- _Assigned task_:
The response should contain every entry, reproduced exactly.

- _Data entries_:
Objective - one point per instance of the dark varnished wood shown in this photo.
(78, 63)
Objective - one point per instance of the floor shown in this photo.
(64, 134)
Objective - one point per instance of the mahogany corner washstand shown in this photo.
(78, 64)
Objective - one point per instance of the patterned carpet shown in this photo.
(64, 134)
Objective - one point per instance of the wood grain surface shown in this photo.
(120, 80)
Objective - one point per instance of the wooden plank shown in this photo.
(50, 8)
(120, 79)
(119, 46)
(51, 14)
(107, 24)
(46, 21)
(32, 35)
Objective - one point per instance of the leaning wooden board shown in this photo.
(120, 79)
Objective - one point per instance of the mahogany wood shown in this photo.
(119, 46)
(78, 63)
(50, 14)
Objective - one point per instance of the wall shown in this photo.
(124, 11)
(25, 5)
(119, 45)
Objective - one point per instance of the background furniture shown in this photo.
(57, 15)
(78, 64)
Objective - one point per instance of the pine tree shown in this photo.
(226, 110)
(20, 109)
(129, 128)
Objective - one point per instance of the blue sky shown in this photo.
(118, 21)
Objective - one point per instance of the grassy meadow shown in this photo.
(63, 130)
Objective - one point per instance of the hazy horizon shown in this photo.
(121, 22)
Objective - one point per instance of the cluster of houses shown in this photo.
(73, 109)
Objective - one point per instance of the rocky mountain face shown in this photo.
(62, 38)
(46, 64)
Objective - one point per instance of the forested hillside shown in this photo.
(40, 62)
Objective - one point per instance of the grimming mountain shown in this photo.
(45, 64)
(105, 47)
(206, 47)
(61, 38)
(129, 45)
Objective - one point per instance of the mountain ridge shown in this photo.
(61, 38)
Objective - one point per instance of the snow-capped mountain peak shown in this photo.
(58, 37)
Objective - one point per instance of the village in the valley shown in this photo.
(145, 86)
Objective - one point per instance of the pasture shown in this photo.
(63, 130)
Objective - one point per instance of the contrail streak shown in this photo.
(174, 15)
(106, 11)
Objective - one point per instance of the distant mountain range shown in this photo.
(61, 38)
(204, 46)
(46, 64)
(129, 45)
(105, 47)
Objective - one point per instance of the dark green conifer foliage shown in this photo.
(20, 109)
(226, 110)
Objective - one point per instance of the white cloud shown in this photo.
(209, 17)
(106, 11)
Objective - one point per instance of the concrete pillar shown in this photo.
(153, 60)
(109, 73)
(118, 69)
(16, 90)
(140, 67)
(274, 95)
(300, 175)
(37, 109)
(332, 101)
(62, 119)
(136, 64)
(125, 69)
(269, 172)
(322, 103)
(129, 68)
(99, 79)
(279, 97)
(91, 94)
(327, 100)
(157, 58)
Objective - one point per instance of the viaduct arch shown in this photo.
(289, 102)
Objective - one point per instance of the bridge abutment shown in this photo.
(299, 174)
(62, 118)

- _Finished exercise_:
Objective - one point per instance of the dark varnished wood shown in this photo.
(78, 63)
Objective - one point per instance of the floor shown in this photo.
(64, 134)
Objective - one point per instance of the mahogany corner washstand shown in this photo.
(78, 64)
Objective - one point per instance of the patterned carpet shown in this photo.
(64, 134)
Objective - one point per instance of the wood grain surface shown in this photo.
(120, 80)
Objective - one point per instance of the wooden plank shown in this photo.
(50, 8)
(120, 79)
(119, 46)
(51, 14)
(107, 24)
(46, 21)
(32, 35)
Objective - one point per instance of the leaning wooden board shown in this photo.
(120, 79)
Objective - one point per instance of the mahogany wood shown in this photo.
(119, 46)
(78, 63)
(50, 14)
Objective - one point per instance of the wall shown in this photo.
(124, 11)
(25, 5)
(119, 45)
Objective - one point per instance of the background furniture shown in this photo.
(57, 15)
(78, 64)
Objective - one point per instance of the pine tree shown in this photo.
(226, 110)
(20, 109)
(129, 128)
Objective - one point per instance of the blue sky shown in this photo.
(118, 21)
Objective - one point per instance of the grassy meadow shown in this photo.
(63, 130)
Objective - one point per instance of the hazy horizon shown in this photo.
(121, 22)
Objective - one point per instance of the cluster of houses shown in this photo.
(73, 109)
Objective - one point per instance of the rocky mountain face shown in this photo.
(62, 38)
(46, 64)
Objective - one point per instance of the forested hillside shown in this photo.
(40, 62)
Objective - one point per instance of the grimming mountain shown in this photo.
(45, 64)
(105, 47)
(206, 47)
(61, 38)
(129, 45)
Objective - one point per instance of the mountain ridge shown in this photo.
(61, 38)
Objective - one point per instance of the snow-capped mountain peak shown in this photo.
(58, 37)
Objective - one point per instance of the village in the valley shown in this photo.
(145, 86)
Objective - one point per instance of the pasture shown in this photo.
(63, 130)
Objective - one point per instance of the contrail streak shown in this photo.
(174, 15)
(106, 11)
Objective - one point per instance of the distant mountain range shown in this photo.
(61, 38)
(204, 46)
(46, 64)
(129, 45)
(105, 47)
Objective - one point per instance of the dark green conifer foliage shown in this photo.
(20, 109)
(226, 110)
Objective - one point per instance of the white cloud shown in this photo.
(209, 17)
(106, 11)
Objective - one point per instance of the concrete pillar shown in this photo.
(153, 60)
(109, 73)
(118, 69)
(16, 90)
(140, 67)
(274, 95)
(300, 175)
(37, 109)
(332, 101)
(62, 119)
(136, 64)
(125, 69)
(269, 172)
(322, 103)
(129, 68)
(99, 79)
(279, 97)
(91, 94)
(327, 100)
(157, 58)
Objective - one point per instance of the viaduct arch shown in this photo.
(289, 102)
Objective - one point per instance of the bridge abutment shown in this photo.
(299, 174)
(62, 118)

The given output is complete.